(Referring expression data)
:::::
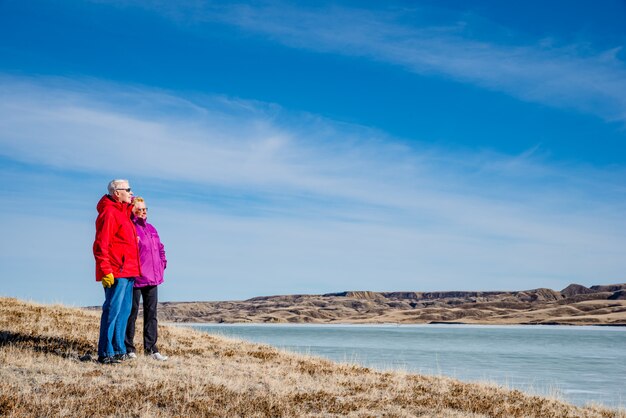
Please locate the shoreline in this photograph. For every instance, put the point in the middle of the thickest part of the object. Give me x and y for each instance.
(621, 327)
(208, 375)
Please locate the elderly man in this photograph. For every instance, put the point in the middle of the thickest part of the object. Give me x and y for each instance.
(117, 265)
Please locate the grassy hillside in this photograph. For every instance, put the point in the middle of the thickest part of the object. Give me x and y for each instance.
(41, 374)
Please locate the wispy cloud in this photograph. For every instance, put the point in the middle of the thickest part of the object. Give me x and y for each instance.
(563, 76)
(271, 196)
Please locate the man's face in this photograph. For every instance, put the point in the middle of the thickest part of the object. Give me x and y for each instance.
(123, 193)
(140, 210)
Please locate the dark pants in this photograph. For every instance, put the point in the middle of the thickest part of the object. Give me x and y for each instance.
(149, 294)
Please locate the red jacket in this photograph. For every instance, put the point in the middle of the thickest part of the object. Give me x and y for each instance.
(115, 247)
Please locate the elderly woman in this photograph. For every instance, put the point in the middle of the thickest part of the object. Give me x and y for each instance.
(153, 262)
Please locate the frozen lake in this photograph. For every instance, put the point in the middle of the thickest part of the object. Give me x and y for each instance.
(577, 364)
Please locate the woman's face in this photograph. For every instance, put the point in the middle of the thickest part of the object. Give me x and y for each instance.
(140, 210)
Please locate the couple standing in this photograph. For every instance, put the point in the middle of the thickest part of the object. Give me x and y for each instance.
(130, 261)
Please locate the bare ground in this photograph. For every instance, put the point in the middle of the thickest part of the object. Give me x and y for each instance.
(574, 305)
(212, 376)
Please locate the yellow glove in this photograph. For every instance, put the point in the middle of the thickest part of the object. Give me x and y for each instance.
(108, 280)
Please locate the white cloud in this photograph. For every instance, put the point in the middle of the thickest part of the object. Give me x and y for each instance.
(303, 203)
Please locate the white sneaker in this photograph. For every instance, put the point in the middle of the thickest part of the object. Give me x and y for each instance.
(158, 356)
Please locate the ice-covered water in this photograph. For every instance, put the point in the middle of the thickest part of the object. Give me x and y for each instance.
(578, 364)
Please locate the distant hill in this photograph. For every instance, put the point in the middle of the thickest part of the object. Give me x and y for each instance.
(574, 305)
(46, 373)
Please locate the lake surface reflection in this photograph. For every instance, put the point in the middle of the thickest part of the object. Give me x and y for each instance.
(577, 364)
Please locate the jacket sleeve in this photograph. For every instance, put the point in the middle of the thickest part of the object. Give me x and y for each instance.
(162, 252)
(104, 226)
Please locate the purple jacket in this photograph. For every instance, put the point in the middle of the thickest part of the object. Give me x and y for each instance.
(151, 254)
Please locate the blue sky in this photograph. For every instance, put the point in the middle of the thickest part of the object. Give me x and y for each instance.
(316, 147)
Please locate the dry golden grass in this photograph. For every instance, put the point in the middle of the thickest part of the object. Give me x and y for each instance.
(213, 376)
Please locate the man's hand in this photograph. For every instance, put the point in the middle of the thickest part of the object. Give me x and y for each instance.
(108, 280)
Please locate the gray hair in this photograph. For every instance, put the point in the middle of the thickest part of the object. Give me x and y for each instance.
(114, 184)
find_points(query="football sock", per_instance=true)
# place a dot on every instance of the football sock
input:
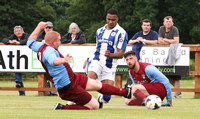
(140, 96)
(111, 90)
(136, 102)
(75, 107)
(106, 98)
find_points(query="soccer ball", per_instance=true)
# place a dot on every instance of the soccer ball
(153, 102)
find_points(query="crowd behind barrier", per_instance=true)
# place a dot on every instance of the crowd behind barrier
(193, 48)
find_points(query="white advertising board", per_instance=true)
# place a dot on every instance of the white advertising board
(23, 59)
:::::
Please show every line of the records that holds the word "sock".

## Response below
find_points(query="football sock", per_instance=true)
# place a dot on every instance of the football sock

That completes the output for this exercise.